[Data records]
▬▬▬▬▬▬

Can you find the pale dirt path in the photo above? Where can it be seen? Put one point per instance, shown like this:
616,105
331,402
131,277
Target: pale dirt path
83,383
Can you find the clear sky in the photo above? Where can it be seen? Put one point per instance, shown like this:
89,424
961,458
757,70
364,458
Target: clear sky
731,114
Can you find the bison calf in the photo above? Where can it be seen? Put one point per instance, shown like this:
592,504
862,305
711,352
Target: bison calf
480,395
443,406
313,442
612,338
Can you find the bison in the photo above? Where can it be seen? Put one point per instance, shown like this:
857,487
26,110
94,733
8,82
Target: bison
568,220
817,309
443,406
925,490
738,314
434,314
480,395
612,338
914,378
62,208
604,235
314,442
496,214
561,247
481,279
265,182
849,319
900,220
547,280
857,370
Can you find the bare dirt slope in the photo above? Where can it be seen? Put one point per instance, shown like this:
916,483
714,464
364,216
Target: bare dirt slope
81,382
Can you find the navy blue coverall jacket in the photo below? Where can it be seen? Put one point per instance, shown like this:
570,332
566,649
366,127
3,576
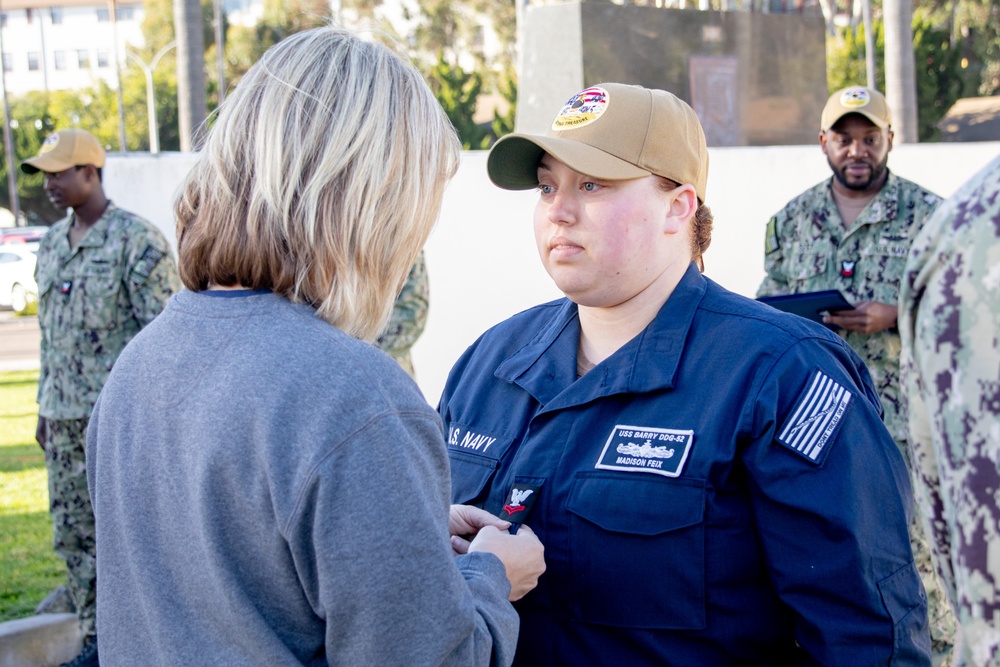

▬▬▬▬▬▬

▶ [Task details] Identify each line in the entries above that contains the word "photo" and copy every such line in full. Matching is case-sensitive.

▶ [Exercise solution]
Can you find the pale dirt path in the photo above? Where can it be seen? Put one point per instance, shown like this:
Can you find the clear sky in the photo above? Where can it be seen? Put one point per instance, shown like this:
Can you find the bison calf in the photo above? Where can it be seen? Put one point per instance, shown like this:
Can you find the bison in the photo above? Where can it be seen? Put one point per instance, shown like this:
Can you find the bare dirt slope in the photo above? Where can it be seen? Put one point per instance, shown like this:
Can you find the navy blue coverall jacket in the photo below? Where can it be seen? Put one point per instance, shown like this:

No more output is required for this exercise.